- _Testo da leggere_:
--- --- ---

Arcangeli fa l’identikit del linguaggio di Giorgia Meloni: ecco perché piace agli italiani
Un linguaggio originale che non ha padri né maestri. Chiarezza dei temi, il romanesco come vezzo, l’invenzione di neologismi come “nomadare”, grande ritmo con le giuste accelerazione e decelerazione. Intervistato da La Verità, Massimo Arcangeli, traccia l’identikit del linguaggio del premier Meloni. Che ha scandagliato nel suo ultimo Melonario per Castelvecchi editore. Pregi, tanti, difetti, pochi.
Meloni tiene più di chiunque il filo del discorso
“Ho ascoltato centinaia di discorsi a braccio di Giorgia Meloni verificandone la capacità di tenere il filo del discorso”, premette il docente di Linguistica italiana all’Università di Cagliari. Linguista controcorrente, studioso attento del vocabolario dei premier politici, poco amato dal mainstream. “Lei sa controllare l’esposizione per un tempo molto più lungo degli altri politici contemporanei. Per trovarne qualcuno con la stessa capacità bisogna risalire a Bettino Craxi, Enrico Berlinguer o Aldo Moro”.
Non è l’erede né il successore di Berlusconi
E il confronto con Berlusconi? Meloni non è né erede né successore. “Lui era un imprenditore visionario, lei una militante da sempre. Retroterra che non collimano”. Però entrambi sanno interpretare i bisogni della gente comune e di parlare alla pancia del Paese. “È quella percezione nazionalpopolare della politica che la sinistra non ha saputo fare propria. Diventando radical chic e fallendo gran parte dei suoi obiettivi”.
Termini tratti dalla fantasy e dal Risorgimento
Arcangeli smentisce molti luoghi comuni sull’origine di alcuni termini ricorrenti nei discorsi del presidente del Consiglio. Ci sono espressioni tratte dalla cultura cavalleresca che, per qualcuno, erano di derivazione fascista. “In realtà, sono eredità della cultura risorgimentale. E, andando più indietro, dell’immaginario letterario e cinematografico di Tolkien e del fantasy che Meloni ha fatto proprie”.

--- --- ---

- _Dati_:

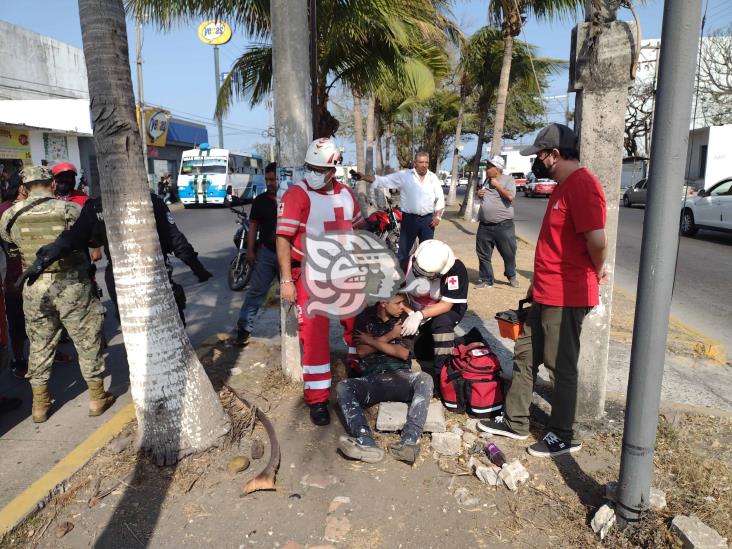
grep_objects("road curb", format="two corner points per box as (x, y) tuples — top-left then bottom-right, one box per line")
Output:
(516, 233), (727, 364)
(0, 333), (231, 541)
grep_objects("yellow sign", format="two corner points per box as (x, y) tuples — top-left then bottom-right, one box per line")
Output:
(137, 107), (170, 147)
(198, 20), (231, 46)
(0, 126), (31, 160)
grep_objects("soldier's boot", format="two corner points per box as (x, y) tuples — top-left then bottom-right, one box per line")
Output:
(31, 384), (51, 423)
(86, 379), (116, 417)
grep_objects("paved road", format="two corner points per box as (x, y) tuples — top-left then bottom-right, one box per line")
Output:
(516, 195), (732, 346)
(0, 209), (246, 508)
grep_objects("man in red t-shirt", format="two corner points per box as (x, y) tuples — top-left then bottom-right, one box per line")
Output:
(478, 124), (607, 457)
(275, 138), (363, 425)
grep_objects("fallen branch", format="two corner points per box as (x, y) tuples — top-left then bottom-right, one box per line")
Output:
(224, 384), (280, 494)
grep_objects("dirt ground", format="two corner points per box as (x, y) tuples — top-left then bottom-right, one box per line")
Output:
(0, 334), (732, 548)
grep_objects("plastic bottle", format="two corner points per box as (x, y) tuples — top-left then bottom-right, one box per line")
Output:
(485, 442), (506, 467)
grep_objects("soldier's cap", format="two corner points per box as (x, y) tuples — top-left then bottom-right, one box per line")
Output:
(20, 166), (53, 185)
(521, 123), (577, 156)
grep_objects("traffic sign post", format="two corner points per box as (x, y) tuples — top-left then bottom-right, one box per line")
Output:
(198, 20), (231, 149)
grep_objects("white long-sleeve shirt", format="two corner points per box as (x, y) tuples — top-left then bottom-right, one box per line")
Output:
(373, 169), (445, 215)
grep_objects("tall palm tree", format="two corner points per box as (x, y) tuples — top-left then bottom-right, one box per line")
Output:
(79, 0), (228, 464)
(461, 27), (563, 219)
(488, 0), (585, 156)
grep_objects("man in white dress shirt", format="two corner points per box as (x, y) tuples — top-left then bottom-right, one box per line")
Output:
(355, 152), (445, 270)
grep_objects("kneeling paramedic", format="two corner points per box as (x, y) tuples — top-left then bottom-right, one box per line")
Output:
(336, 294), (433, 464)
(402, 240), (469, 383)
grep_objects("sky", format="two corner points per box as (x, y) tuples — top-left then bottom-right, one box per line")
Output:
(0, 0), (732, 167)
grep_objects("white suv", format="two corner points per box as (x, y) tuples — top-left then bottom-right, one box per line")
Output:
(681, 177), (732, 236)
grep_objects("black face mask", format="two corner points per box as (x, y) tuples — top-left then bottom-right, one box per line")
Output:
(56, 181), (74, 196)
(531, 156), (552, 179)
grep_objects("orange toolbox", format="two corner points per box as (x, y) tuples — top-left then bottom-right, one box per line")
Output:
(495, 299), (530, 341)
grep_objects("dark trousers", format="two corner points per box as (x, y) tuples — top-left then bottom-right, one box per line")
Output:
(399, 213), (435, 271)
(505, 303), (590, 444)
(336, 369), (432, 438)
(475, 219), (516, 284)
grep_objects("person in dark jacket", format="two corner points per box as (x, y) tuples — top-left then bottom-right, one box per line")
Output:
(17, 193), (213, 324)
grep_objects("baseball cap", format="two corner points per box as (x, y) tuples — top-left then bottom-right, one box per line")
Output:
(20, 166), (53, 185)
(521, 124), (577, 156)
(488, 155), (506, 171)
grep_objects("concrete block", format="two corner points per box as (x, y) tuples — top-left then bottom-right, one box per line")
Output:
(432, 433), (463, 456)
(376, 400), (447, 433)
(671, 515), (727, 549)
(590, 503), (615, 540)
(376, 402), (409, 432)
(468, 457), (501, 486)
(498, 459), (529, 492)
(424, 400), (447, 433)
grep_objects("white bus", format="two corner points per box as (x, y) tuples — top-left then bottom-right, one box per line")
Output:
(178, 143), (266, 208)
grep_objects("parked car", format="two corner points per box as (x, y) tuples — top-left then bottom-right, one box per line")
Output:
(524, 179), (557, 198)
(681, 177), (732, 236)
(511, 172), (526, 192)
(623, 179), (648, 208)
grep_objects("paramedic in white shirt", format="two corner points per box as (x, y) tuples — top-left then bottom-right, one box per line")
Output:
(355, 152), (445, 270)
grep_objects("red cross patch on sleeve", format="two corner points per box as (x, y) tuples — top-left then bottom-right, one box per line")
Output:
(447, 276), (460, 290)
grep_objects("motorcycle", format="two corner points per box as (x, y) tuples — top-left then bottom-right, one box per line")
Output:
(366, 198), (402, 255)
(227, 207), (252, 292)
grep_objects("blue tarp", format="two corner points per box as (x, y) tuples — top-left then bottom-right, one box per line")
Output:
(168, 118), (208, 148)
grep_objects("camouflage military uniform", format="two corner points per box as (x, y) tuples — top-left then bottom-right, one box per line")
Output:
(0, 176), (104, 386)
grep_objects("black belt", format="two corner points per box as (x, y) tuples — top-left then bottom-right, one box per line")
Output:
(480, 219), (513, 227)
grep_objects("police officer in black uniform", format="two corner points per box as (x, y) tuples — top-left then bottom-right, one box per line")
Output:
(17, 193), (213, 325)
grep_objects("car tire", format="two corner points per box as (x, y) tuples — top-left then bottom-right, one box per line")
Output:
(679, 208), (699, 236)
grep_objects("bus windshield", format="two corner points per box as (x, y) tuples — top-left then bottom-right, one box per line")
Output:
(180, 158), (226, 175)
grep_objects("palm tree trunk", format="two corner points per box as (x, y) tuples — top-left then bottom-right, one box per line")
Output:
(353, 91), (370, 215)
(366, 96), (376, 175)
(460, 105), (488, 221)
(491, 33), (513, 158)
(79, 0), (229, 464)
(447, 86), (465, 206)
(353, 91), (366, 173)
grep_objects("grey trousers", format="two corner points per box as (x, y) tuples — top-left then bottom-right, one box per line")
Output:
(336, 369), (433, 438)
(505, 303), (591, 444)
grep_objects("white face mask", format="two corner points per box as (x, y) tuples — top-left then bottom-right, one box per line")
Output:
(305, 170), (327, 191)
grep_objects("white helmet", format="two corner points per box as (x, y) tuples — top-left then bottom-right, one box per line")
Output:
(412, 240), (455, 279)
(305, 137), (341, 168)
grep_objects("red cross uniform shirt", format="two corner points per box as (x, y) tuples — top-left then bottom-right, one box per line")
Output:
(406, 258), (469, 315)
(277, 181), (363, 261)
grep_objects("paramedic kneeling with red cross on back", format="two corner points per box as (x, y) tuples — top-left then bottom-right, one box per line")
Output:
(402, 240), (468, 387)
(276, 138), (363, 425)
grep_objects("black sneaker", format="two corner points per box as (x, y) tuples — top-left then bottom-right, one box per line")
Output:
(235, 328), (249, 347)
(526, 431), (582, 457)
(478, 416), (529, 440)
(310, 402), (330, 427)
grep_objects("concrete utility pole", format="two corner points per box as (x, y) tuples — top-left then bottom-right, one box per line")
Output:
(617, 0), (701, 522)
(135, 18), (150, 185)
(270, 0), (313, 381)
(569, 0), (636, 419)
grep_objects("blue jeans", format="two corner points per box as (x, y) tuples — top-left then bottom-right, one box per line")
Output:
(236, 246), (280, 333)
(399, 213), (435, 271)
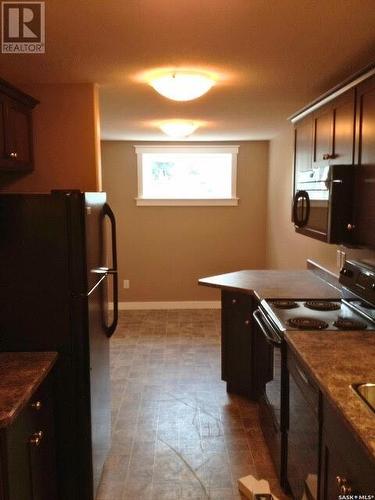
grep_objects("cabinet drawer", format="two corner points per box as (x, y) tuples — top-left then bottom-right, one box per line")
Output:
(0, 375), (58, 500)
(320, 398), (375, 500)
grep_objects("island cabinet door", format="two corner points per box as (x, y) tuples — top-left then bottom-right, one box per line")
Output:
(221, 290), (254, 397)
(320, 399), (375, 500)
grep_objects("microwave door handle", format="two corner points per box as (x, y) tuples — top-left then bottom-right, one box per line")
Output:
(293, 190), (311, 227)
(104, 203), (118, 338)
(253, 310), (282, 348)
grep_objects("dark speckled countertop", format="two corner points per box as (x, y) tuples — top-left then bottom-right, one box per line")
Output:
(0, 352), (57, 428)
(198, 270), (341, 300)
(286, 331), (375, 461)
(199, 268), (375, 460)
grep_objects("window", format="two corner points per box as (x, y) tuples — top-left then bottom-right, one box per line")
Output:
(135, 146), (238, 205)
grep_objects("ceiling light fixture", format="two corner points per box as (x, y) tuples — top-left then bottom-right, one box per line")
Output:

--- --- ---

- _Attività proposte_:
1 – Secondo l'articolo sul linguaggio di Giorgia Meloni, in quale università insegna Massimo Arcangeli?
2 – Prosegua l'articolo sul linguaggio di Giorgia Meloni a partire dalla sua ultima frase.
Le righe riportate costituiscono materiale a sé, indipendente dall'articolo sul linguaggio di Giorgia Meloni.

- _Risultati attesi_:
1 – All'Università di Cagliari, dove insegna Linguistica italiana.

2 –
Nessun ricorso a vocabolo fascisti
Anche il ricorso ai termini nazione e patria non hanno origini nel Ventennio. “Nazione compare nella nostra Costituzione, patria è un termine di alveo risorgimentale. Chi insiste sugli echi fascisti di questi vocaboli non conosce la storia”. Strategiche e sintomatiche alcune scelte meloniane. “Gli appunti di Giorgia”, per esempio. “In quel modo mandò un messaggio di trasparenza. Non ho niente da nascondere, vi mostro la mia agenda, come sono realmente”. Da premier, va da sé, anche il linguaggio si istituzionalizzato. È più ecimenico, i toni sono smussati.
Il confronto vicente con Elly Schlein
Il confronto linguistico con Elly Schlein è impietoso per la leader del Pd. “Se devo prendere appunti di quello che dice Giorgia Meloni trascrivo poco, perché capisco gli snodi del ragionamento”, dice l’autore del dizionario meloniano. “Se parla Elly Schlein sono costretto a trascrivere tutto e poi, alla fine, rileggendo, stento a fare la sintesi. Lo ha detto anche Concita De Gregorio: rileggi, ma il titolo non salta fuori”.
Il neologismo “nomadare” e l’avverbio sommessamente
“Se dovessimo redigere un vocabolario delle nuove parole o dei tormentoni inventati da politici nell’ultimo ventennio il primato spetterebbe a loro (Berlusconi e Meloni). Con “cribbio”, “mi consenta” e “l’Italia è il Paese che amo” abbiamo tutto Berlusconi. Per rappresentare Meloni citerei l’avverbio “sommessamente”. Che usa spesso e in varie sfumature, Oppure il neologismo “nomadare”, in riferimento all’azione dei nomadi, entrato nella Treccani”.